> **EXTRACTED RECORDS**:
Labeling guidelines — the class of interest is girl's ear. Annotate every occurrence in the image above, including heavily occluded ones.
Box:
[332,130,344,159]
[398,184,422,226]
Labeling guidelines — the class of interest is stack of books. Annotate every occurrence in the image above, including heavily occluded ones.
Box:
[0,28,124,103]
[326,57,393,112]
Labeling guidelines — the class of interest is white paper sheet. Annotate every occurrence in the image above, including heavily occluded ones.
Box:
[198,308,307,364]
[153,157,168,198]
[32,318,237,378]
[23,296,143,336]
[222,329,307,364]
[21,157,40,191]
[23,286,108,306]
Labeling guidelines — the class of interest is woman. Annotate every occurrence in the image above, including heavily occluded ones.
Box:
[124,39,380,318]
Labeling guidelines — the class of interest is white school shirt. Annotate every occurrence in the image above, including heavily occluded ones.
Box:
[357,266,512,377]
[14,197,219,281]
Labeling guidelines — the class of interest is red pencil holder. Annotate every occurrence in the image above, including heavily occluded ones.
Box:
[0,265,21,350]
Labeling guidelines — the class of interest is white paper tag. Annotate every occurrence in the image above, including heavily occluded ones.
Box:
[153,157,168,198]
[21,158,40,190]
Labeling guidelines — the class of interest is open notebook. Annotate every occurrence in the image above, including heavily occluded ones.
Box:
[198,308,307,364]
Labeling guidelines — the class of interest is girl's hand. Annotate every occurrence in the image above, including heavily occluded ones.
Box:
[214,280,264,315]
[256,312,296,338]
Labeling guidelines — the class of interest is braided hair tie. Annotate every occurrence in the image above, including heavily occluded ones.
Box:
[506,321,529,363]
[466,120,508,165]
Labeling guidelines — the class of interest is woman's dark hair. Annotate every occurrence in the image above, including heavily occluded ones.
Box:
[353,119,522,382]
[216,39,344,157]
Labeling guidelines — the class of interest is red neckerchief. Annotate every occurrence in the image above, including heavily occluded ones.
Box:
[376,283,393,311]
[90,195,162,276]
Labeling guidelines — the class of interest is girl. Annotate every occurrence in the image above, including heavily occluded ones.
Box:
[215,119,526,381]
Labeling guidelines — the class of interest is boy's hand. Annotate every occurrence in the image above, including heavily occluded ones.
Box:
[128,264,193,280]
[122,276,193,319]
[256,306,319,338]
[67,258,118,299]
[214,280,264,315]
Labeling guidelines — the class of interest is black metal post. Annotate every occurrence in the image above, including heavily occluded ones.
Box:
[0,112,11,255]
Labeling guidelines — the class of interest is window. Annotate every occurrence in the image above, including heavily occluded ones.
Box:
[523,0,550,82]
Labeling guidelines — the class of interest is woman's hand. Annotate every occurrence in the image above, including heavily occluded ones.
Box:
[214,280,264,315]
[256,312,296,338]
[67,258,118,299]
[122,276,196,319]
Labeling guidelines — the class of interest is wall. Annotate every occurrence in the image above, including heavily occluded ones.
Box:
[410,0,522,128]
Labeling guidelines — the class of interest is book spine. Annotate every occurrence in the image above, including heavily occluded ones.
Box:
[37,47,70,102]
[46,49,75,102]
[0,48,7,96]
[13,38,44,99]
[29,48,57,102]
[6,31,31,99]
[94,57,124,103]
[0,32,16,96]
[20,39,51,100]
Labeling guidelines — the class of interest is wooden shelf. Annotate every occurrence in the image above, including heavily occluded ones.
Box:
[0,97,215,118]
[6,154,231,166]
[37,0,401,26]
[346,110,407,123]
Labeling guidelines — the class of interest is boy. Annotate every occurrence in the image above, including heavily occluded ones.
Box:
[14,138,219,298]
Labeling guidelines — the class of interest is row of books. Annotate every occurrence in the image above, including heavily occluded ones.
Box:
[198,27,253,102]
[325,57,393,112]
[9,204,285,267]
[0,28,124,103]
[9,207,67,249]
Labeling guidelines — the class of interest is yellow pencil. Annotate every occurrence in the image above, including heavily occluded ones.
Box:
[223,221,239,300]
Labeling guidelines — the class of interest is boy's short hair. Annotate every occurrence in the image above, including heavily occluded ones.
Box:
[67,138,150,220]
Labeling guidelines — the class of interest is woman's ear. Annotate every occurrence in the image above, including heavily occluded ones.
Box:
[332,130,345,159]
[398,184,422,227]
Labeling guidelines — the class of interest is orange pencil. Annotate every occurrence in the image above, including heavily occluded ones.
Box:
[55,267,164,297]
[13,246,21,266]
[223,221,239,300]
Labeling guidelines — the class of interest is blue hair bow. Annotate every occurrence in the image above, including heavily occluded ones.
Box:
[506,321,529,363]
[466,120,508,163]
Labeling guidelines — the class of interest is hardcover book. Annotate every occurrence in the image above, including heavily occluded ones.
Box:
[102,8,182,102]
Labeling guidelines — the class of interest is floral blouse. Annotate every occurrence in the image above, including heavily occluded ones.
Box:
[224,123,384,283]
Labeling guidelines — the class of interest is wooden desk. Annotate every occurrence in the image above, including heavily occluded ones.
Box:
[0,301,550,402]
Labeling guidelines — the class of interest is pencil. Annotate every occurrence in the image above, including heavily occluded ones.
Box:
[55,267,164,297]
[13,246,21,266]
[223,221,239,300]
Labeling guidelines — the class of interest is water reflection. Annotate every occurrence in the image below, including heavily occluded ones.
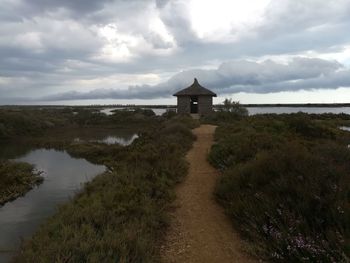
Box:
[247,107,350,115]
[339,126,350,131]
[100,108,170,116]
[0,149,105,262]
[74,134,139,146]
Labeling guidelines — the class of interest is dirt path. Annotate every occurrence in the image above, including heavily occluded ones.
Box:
[161,125,256,263]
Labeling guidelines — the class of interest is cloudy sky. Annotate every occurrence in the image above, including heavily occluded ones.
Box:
[0,0,350,104]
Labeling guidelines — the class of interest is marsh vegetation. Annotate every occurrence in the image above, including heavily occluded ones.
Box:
[209,109,350,262]
[0,160,43,206]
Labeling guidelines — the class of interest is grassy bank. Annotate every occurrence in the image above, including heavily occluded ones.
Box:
[209,113,350,262]
[0,160,43,206]
[15,118,195,262]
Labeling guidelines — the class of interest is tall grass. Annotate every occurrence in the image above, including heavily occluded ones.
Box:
[0,160,43,206]
[15,120,194,262]
[209,114,350,262]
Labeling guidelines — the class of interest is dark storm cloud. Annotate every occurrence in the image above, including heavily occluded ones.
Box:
[32,57,350,101]
[0,0,350,103]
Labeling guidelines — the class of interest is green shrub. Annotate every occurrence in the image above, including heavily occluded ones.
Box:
[15,118,194,262]
[209,114,350,262]
[0,160,43,206]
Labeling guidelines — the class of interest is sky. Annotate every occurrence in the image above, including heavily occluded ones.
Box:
[0,0,350,105]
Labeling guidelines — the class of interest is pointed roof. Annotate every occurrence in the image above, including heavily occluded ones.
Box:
[173,78,216,97]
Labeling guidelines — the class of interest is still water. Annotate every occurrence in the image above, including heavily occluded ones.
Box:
[0,149,105,262]
[100,108,169,116]
[247,107,350,115]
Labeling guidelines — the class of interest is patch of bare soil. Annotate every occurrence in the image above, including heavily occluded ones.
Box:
[161,125,257,263]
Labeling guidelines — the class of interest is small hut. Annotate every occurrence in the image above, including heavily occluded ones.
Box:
[174,79,216,115]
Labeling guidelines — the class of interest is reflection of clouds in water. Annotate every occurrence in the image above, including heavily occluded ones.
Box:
[99,134,139,146]
[247,107,350,115]
[74,134,139,146]
[0,150,105,262]
[339,126,350,131]
[100,108,169,116]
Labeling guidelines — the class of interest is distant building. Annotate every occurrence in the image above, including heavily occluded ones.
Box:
[174,79,216,115]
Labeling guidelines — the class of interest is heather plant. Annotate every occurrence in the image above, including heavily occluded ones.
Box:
[209,114,350,262]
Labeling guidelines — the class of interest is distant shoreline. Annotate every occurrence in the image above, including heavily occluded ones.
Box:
[0,103,350,109]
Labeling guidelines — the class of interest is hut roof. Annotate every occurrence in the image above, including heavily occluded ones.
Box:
[173,78,216,97]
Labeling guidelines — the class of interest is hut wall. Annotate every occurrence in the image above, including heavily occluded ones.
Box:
[198,96,213,115]
[177,96,191,114]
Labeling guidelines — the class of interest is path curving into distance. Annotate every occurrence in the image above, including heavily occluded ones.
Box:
[161,125,257,263]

> **TASK STATEMENT**: Reproduce verbatim the lines of the data above, from the line containing "Labeling guidelines — the class of interest is green" through the line containing "[0,0,350,105]", both of those lines included.

> **THE REPLY**:
Labeling guidelines — the class of interest is green shrub. Annotate every occurrence in the image above, including heavily occluded ones.
Box:
[15,118,194,262]
[209,114,350,262]
[0,160,43,206]
Labeling guidelines — the class of interest is sky. Annotate every occurrence in the image above, including heavily occluded ones.
Box:
[0,0,350,105]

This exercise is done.